Stored data entries:
-=-=-=-=-

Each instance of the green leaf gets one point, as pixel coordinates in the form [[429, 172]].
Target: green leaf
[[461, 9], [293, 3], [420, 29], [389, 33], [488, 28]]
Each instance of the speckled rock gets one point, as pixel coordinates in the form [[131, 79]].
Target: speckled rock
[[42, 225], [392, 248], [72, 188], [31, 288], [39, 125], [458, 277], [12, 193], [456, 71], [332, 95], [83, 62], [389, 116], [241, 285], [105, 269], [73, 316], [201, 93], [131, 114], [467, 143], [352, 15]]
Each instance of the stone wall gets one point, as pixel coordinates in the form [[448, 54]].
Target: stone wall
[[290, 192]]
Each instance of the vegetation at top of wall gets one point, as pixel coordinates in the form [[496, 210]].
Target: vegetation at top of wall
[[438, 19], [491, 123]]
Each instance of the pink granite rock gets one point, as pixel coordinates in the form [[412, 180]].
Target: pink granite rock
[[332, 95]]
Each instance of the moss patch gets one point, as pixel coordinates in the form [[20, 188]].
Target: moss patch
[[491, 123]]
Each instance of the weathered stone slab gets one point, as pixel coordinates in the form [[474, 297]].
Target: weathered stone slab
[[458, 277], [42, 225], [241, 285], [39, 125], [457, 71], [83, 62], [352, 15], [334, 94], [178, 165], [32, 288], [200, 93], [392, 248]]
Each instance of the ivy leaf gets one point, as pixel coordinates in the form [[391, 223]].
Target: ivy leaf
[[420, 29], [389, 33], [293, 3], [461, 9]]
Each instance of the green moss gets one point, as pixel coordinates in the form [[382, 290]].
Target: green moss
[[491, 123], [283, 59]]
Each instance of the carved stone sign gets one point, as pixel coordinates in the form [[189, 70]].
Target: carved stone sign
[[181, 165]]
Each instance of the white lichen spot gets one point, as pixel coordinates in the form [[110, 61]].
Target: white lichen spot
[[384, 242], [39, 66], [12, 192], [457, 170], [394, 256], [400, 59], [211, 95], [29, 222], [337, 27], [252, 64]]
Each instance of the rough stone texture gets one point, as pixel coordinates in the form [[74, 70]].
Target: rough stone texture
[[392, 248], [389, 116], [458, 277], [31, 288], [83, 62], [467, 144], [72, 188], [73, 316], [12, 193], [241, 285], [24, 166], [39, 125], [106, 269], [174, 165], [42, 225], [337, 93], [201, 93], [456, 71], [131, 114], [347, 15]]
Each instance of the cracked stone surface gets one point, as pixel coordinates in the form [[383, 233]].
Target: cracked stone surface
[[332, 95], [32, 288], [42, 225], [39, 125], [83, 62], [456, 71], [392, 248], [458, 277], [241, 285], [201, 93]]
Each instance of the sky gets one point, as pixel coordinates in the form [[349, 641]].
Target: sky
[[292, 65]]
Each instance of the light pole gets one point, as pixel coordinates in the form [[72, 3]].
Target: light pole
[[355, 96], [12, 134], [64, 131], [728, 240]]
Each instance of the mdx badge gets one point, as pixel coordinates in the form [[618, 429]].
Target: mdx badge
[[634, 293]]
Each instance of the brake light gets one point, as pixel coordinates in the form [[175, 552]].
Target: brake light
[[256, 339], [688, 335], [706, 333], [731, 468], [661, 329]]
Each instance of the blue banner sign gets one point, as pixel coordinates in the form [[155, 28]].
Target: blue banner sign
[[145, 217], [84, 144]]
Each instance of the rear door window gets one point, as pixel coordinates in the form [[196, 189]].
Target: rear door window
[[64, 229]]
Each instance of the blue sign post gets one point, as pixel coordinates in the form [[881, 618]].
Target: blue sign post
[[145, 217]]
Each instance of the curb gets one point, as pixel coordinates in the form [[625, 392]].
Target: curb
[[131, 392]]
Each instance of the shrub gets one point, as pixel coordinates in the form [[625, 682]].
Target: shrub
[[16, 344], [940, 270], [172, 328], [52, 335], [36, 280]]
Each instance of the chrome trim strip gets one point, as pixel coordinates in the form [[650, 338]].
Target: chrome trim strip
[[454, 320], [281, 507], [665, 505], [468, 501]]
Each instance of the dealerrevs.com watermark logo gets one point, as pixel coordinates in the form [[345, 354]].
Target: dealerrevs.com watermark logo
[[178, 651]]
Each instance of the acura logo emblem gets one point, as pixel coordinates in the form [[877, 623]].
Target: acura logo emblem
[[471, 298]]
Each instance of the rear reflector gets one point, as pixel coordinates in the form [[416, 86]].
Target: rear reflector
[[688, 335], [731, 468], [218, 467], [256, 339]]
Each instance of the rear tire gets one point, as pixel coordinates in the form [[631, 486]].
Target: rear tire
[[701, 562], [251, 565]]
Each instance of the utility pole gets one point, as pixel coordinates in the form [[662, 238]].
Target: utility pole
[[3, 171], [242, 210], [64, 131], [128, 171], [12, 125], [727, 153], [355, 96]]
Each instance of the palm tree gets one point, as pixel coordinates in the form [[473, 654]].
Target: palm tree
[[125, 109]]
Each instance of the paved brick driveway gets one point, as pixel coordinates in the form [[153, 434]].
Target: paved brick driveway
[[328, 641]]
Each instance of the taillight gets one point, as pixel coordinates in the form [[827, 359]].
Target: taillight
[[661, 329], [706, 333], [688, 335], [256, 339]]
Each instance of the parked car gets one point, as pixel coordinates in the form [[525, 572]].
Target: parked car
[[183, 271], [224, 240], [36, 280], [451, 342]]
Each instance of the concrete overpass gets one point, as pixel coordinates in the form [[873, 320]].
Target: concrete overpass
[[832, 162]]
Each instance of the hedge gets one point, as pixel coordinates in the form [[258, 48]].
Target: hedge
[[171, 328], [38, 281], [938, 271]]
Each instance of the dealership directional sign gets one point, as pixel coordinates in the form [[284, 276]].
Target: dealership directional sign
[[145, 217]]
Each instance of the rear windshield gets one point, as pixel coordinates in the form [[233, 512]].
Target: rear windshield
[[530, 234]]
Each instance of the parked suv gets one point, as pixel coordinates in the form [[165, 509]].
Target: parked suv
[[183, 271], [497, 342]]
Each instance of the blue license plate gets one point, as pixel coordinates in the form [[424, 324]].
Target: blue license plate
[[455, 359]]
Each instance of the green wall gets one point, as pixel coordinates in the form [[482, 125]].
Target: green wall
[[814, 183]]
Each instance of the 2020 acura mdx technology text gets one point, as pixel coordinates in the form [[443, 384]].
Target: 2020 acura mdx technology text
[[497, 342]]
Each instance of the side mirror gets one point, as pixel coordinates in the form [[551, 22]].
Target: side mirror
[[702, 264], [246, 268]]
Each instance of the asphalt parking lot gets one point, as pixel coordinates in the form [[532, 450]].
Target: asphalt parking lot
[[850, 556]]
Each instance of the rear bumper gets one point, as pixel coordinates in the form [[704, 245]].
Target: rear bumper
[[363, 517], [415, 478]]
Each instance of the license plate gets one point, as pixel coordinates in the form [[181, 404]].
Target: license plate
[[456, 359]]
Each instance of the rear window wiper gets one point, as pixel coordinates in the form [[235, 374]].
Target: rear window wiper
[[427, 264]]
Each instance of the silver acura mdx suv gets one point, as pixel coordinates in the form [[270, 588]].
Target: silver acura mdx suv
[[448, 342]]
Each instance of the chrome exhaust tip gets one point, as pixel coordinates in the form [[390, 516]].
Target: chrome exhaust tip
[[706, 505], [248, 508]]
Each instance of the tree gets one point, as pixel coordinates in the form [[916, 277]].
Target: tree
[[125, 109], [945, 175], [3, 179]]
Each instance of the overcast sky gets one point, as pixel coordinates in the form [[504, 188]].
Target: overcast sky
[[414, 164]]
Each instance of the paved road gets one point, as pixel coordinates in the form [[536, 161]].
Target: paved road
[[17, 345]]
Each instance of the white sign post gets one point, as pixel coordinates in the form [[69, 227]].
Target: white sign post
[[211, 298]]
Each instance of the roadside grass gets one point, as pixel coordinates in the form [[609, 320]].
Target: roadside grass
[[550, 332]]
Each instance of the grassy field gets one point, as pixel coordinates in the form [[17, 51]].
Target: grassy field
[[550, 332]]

-=-=-=-=-

What the task asks:
Please give an exact copy of the lines above, beginning with the line containing "Each instance of the 2020" and running through the line containing "Each instance of the chrome exhaust", and of no other lines.

Solution to the problem:
Each instance of the 2020 acura mdx technology text gets one point, as pixel coordinates in the form [[443, 384]].
Target: 2020 acura mdx technology text
[[497, 342]]
Each instance of the side mirror gets one point, as pixel coordinates in the form [[551, 22]].
Target: side mirror
[[702, 264], [246, 268]]
Each instance of the asphalt parking lot gets one point, as pixel coordinates in the form [[532, 450]].
Target: asphalt parking lot
[[850, 556]]
Each instance of the rear bumper gets one point, as pixel coordinates in the form [[704, 245]].
Target: rear bumper
[[363, 517], [415, 478]]
Each instance of the license plate gets one point, as pixel coordinates in the form [[181, 404]].
Target: license plate
[[456, 359]]
Each instance of the rear window wiper gets one point, as pixel coordinates in the form [[235, 374]].
Target: rear window wiper
[[427, 264]]
Each instance of the silver acura mdx suv gets one point, as pixel coordinates in the form [[270, 588]].
Target: silver acura mdx suv
[[448, 342]]
Each instance of the chrome exhaust tip gets one point, as pixel coordinates in the form [[390, 516]].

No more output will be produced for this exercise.